### PASAJE PROPORCIONADO

-*-

Por tanto, las categorías sociales conllevan simultáneamente subordinación y existencia. Sin embargo, el poder requiere ser actualizado una y otra vez a través de los actos performativos (Butler 2001; 2002), lo cual da lugar a posibles resignificaciones, habilitando sentidos y recorridos vitales alternativos. De modo que la interpretación repetida de esas reglamentaciones, obedecerlas parcialmente o desobedecerlas, deshace el género, lo vuelve problemático, pone en evidencia su carácter contingente.

Partimos, así, de una concepción paradójica del poder, en la cual la norma aparece tanto para garantizar como para amenazar la supervivencia social (Butler, 2006). Es decir, asumir el poder en términos paradójicos implica una discontinuidad entre el poder entendido como subordinación y como potencia habilitante, produciéndose una inversión significativa entre un momento y otro (Butler, 2002). Incluso, “… el acto de apropiación del poder puede conllevar una modificación tal que el poder asumido o apropiado acabe actuando en contra del poder que hizo posible esa asunción” (Butler, 2001, p. 23).

Butler, incluso, distingue entre reconocimiento y reconocibilidad (2009; 2010) para dar cabida a la norma. Si el reconocimiento caracteriza un acto, una práctica o, incluso, un escenario entre sujetos, entonces la reconocibilidad define las condiciones más generales que preparan o modelan a un sujeto para el reconocimiento. Es decir, las convenciones y las normas generales hacen que un ser humano se convierta en un sujeto reconocible, aunque no sin falibilidad. Estas categorías, convenciones y normas que preparan o establecen a un sujeto para el reconocimiento, que inducen a un sujeto de este género, preceden y hacen posible el acto del reconocimiento propiamente dicho. En consecuencia, el otro es reconocido y confiere reconocimiento a través de un conjunto de normas que rigen la reconocibilidad, que se anticipan al encuentro propio del reconocimiento. De modo que hay un lenguaje que precede y enmarca el encuentro con el otro, en el que se insertan un conjunto de normas concernientes a lo que constituirá o no la reconocibilidad.

-*-

### EXTRACTO DE DATOS
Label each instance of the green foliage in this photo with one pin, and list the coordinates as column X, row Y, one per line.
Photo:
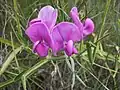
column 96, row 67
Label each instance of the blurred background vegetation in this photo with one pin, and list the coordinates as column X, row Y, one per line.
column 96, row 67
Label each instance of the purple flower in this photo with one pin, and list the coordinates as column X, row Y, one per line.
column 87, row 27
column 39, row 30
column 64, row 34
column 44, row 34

-*-

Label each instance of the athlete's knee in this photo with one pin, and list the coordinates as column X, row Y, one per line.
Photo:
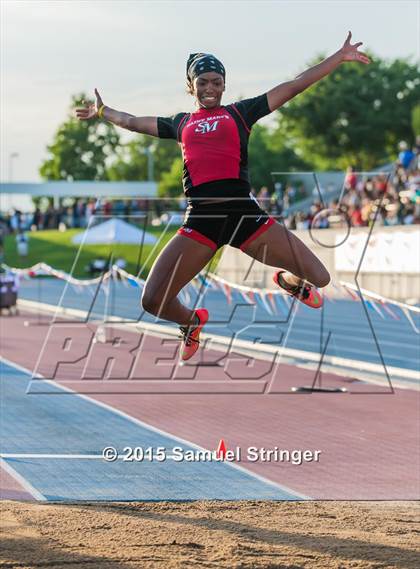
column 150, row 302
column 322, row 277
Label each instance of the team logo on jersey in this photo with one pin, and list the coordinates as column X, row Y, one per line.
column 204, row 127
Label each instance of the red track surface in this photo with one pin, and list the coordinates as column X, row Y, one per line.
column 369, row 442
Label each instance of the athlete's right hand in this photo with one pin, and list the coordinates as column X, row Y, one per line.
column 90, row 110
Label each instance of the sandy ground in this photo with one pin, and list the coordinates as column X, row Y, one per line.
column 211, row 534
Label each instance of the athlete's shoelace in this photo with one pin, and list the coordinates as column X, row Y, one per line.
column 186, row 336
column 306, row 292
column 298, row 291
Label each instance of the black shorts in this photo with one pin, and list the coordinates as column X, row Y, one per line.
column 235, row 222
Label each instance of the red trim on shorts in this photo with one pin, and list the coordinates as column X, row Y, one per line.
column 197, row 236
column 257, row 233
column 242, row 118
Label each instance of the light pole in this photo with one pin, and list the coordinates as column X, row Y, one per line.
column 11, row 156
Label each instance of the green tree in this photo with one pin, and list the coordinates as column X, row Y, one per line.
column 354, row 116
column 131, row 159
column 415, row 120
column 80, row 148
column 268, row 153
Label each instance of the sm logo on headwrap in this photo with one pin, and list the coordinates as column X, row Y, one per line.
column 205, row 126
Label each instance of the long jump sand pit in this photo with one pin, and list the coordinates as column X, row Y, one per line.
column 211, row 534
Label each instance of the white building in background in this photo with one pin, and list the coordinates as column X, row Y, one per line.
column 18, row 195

-*-

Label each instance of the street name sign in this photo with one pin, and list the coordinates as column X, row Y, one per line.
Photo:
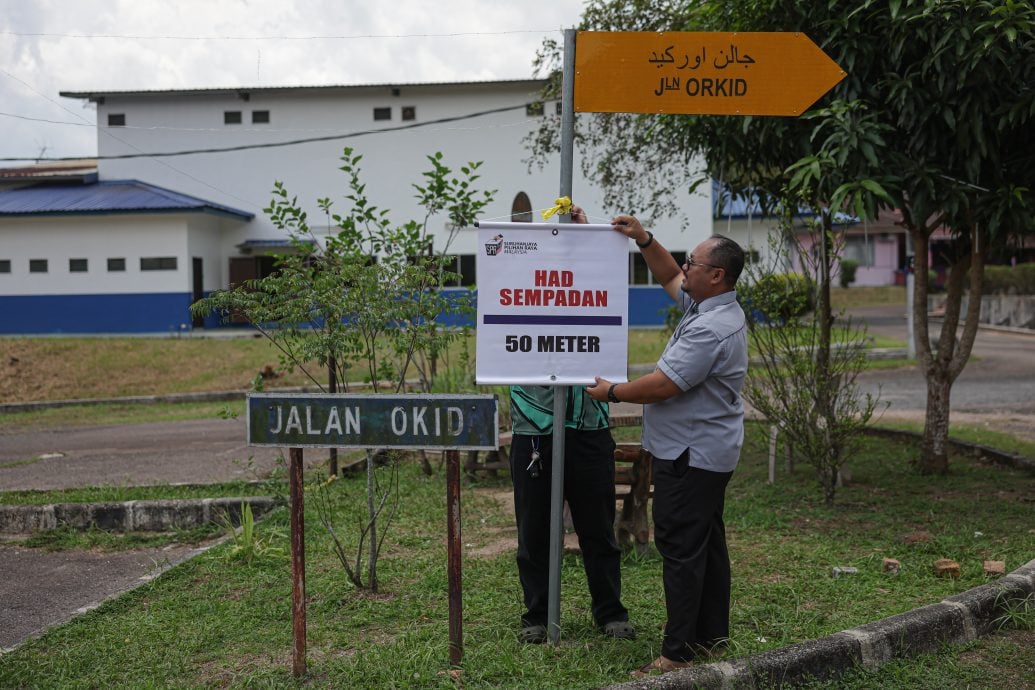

-*-

### TRABAJO REQUERIDO
1: Imprima el fragmento del pasaje que va desde "Partimos, así, de" hasta "(Butler, 2001, p. 23).", ambos incluidos.
2: Responda, conforme al pasaje, las siguientes preguntas:
(a) ¿A través de qué debe actualizarse el poder una y otra vez?
(b) ¿Entre qué dos nociones distingue Butler para dar cabida a la norma?
(c) ¿Qué define la reconocibilidad?
Los datos no guardan relación alguna con el pasaje.

### RESPUESTAS DEL EJERCICIO
1:
Partimos, así, de una concepción paradójica del poder, en la cual la norma aparece tanto para garantizar como para amenazar la supervivencia social (Butler, 2006). Es decir, asumir el poder en términos paradójicos implica una discontinuidad entre el poder entendido como subordinación y como potencia habilitante, produciéndose una inversión significativa entre un momento y otro (Butler, 2002). Incluso, “… el acto de apropiación del poder puede conllevar una modificación tal que el poder asumido o apropiado acabe actuando en contra del poder que hizo posible esa asunción” (Butler, 2001, p. 23).

2:
(a) A través de los actos performativos.
(b) Entre reconocimiento y reconocibilidad.
(c) Las condiciones más generales que preparan o modelan a un sujeto para el reconocimiento.